_书面练习 A_
请将下面列表中所有的“leopard”替换成“cheetah”，其余内容一律保持原样，并写出替换后的全部行，答案中不要包含图片。

_所给文段_
----

问题
I need to access the same web page with different "keys" to get specific content it provides.
I have a list of keys x
and I use the GET
command from httr
package to access the web page and then retrieve the information I need y
.
library(httr)
library(stringr)
library(XML)
for (i in 1:20){
h1 = GET ( paste0("http:....categories=&query=", x[i]),timeout(10))
par = htmlParse(file = h1)
y[i]=xpathSApply(doc = par, path = "//h3/a" , fun=xmlValue)
}
The problem is that timeout is often reached, and it disrupts the loop.
So I would like to refresh the web page or retry the GET command if timeout is reached, because I suspect the problem is with the internet connection of the website I am trying to access.
The way my code works, timeout breaks the loop. I need to either ignore the error and go to next iteration or retry to access the website.
回答1:
Look at purrr::safely()
. You can wrap GET
as such:
safe_GET <- purrr::safely(GET)
This removes the ugliness of tryCatch()
by letting you do:
resp <- safe_GET("http://example.com") # you can use all legal `GET` params
And you can test resp$result
for NULL
. Put that into your retry loop and you're good to go.

----

(目标点标注)
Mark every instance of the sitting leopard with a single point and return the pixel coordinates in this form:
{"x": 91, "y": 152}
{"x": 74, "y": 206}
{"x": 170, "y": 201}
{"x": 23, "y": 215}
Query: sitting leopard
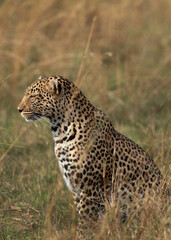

----

_书面练习 B_
请把上面这段讨论 httr 请求超时后如何重试的文段一字不差地完整照抄一遍。

_完成答案 A_
Mark every instance of the sitting cheetah with a single point and return the pixel coordinates in this form:
{"x": 91, "y": 152}
{"x": 74, "y": 206}
{"x": 170, "y": 201}
{"x": 23, "y": 215}
Query: sitting cheetah

_完成答案 B_
问题
I need to access the same web page with different "keys" to get specific content it provides.
I have a list of keys x
and I use the GET
command from httr
package to access the web page and then retrieve the information I need y
.
library(httr)
library(stringr)
library(XML)
for (i in 1:20){
h1 = GET ( paste0("http:....categories=&query=", x[i]),timeout(10))
par = htmlParse(file = h1)
y[i]=xpathSApply(doc = par, path = "//h3/a" , fun=xmlValue)
}
The problem is that timeout is often reached, and it disrupts the loop.
So I would like to refresh the web page or retry the GET command if timeout is reached, because I suspect the problem is with the internet connection of the website I am trying to access.
The way my code works, timeout breaks the loop. I need to either ignore the error and go to next iteration or retry to access the website.
回答1:
Look at purrr::safely()
. You can wrap GET
as such:
safe_GET <- purrr::safely(GET)
This removes the ugliness of tryCatch()
by letting you do:
resp <- safe_GET("http://example.com") # you can use all legal `GET` params
And you can test resp$result
for NULL
. Put that into your retry loop and you're good to go.